### WRITTEN EXERCISE
How many lines in the rows below contain the string "grass"? Case counts, and reply with the number alone.

[Region outline rows]
_ _ _ _
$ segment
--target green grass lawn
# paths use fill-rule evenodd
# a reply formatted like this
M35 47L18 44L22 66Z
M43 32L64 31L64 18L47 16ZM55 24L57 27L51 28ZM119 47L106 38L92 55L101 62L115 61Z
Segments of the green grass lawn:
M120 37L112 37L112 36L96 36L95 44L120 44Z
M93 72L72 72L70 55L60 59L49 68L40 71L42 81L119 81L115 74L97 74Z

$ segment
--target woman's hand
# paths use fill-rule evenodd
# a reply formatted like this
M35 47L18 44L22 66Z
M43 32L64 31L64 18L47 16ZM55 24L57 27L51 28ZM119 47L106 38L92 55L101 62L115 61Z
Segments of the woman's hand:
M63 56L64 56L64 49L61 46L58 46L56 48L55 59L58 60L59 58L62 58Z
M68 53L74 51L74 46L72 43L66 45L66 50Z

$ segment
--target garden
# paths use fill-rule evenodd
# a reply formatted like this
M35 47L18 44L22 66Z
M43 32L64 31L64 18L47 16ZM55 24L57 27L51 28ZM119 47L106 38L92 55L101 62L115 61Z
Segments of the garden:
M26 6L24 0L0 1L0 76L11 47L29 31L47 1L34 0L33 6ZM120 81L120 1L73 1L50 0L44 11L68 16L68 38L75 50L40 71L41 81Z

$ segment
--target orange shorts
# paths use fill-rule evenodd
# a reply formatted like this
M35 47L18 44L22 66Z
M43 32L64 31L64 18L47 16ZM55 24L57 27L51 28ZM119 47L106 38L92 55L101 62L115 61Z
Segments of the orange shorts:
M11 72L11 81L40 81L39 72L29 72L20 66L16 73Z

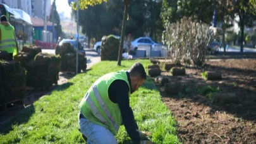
_ _ _ _
### EXERCISE RESULT
2